Saved entries:
· · · ·
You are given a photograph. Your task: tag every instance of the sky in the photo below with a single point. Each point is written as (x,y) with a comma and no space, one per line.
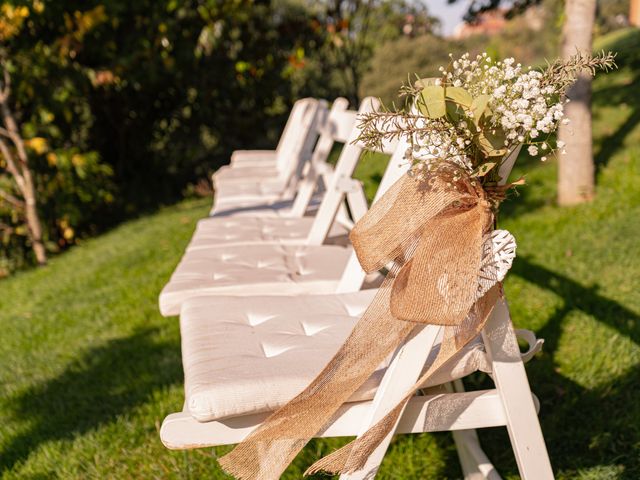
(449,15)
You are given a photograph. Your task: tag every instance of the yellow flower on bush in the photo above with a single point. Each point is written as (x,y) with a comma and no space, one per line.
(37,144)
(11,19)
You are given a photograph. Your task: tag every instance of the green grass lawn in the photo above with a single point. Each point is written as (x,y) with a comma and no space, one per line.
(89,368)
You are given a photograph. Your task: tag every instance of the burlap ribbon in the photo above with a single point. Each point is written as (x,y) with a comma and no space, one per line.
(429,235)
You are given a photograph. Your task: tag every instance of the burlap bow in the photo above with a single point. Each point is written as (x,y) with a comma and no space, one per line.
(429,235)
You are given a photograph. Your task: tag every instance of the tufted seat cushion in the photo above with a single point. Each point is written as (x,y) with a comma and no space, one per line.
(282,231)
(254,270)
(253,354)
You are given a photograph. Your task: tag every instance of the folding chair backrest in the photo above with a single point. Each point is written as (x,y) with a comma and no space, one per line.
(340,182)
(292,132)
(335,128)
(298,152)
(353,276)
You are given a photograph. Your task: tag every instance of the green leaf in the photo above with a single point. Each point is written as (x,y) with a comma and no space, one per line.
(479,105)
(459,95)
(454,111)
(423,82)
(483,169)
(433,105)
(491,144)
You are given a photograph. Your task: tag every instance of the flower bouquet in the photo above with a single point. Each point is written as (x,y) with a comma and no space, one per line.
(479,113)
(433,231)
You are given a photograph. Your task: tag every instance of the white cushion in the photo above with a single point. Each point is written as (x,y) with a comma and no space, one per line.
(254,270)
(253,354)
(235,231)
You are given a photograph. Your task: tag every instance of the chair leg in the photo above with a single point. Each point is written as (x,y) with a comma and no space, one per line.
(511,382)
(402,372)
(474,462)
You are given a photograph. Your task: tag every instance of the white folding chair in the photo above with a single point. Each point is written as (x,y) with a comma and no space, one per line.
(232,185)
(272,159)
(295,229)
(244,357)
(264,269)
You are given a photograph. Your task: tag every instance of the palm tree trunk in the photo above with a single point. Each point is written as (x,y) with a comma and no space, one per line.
· · · ·
* **AIM OF THE EXERCISE**:
Images stay out, but the rest of the records must be retyped exactly.

* **RESPONSE AREA**:
You are given a photograph. Your task: tag every instance of the sky in the photo below with a single point. Each point is written as (x,y) with a comma and no space, one per line.
(449,15)
You are given a photograph. Your task: tag every instance of the yellow flower on bush in the photo above with a single point. Each point is written as (x,y) with a comma and no space, one per line.
(37,144)
(11,19)
You are given a photograph. Your task: tag every instance of the green grass lawn in the photo above with a single point. Each point is written as (x,y) with a comma and no space, one per line.
(89,368)
You are given a photograph. Your task: tag every instance of the burlap ribbon in the photo above with a single point. Each point is written as (x,y) with a comma and no space, one per line.
(429,235)
You are given a photograph. Your task: tag every instance of the burlap bow in the photo above with a single point. Each point is written as (x,y) with a comma and no space, one per line.
(429,235)
You are given a photograph. Your task: tag every instance of the tufted seat cushion in the photo above with a single point. Each point is written as (x,y) with a comma and no space, one per line.
(282,231)
(254,270)
(253,354)
You are given a photograph. Your task: tag every instance of the folding chair backrest in the photo above with a single point. Each point is written as (x,y) with a comma and no space, one per line.
(340,182)
(292,132)
(335,128)
(298,152)
(353,276)
You are given a photograph. Your task: tag every instance of the green leaf in the photo above with a single point. Each point is written as (x,y) with a comma and no space, one per line.
(479,105)
(459,95)
(454,111)
(423,82)
(483,169)
(433,105)
(491,144)
You are given a photograph. Your task: tag every instance of the flower bouquet in the photo above with a single point. Each point is written as (x,y) with a comma and no space, one per line.
(479,113)
(433,231)
You are given a photograph. Your task: tag every instance of the white cushion in the photo above with a single point. Each point is written as (x,y) with a comma and no space, one per line.
(254,270)
(253,354)
(235,231)
You are given a photograph. Your task: tag every instance of the chair leg in the photo above with a single point. Each point is written as (x,y) with a comma and no space, one per line.
(511,382)
(402,372)
(474,462)
You are given a photograph. Your task: tag every instance of the white folding chair in the photo above with a single point. Each point is written as (x,y) with a comma and no space, one per line.
(232,185)
(272,159)
(295,229)
(244,357)
(264,269)
You are given a photograph. Your task: tag every instance of the palm tree trunk in the photo above with a single point. Each point is written as (x,y) with a comma and no space, one per line.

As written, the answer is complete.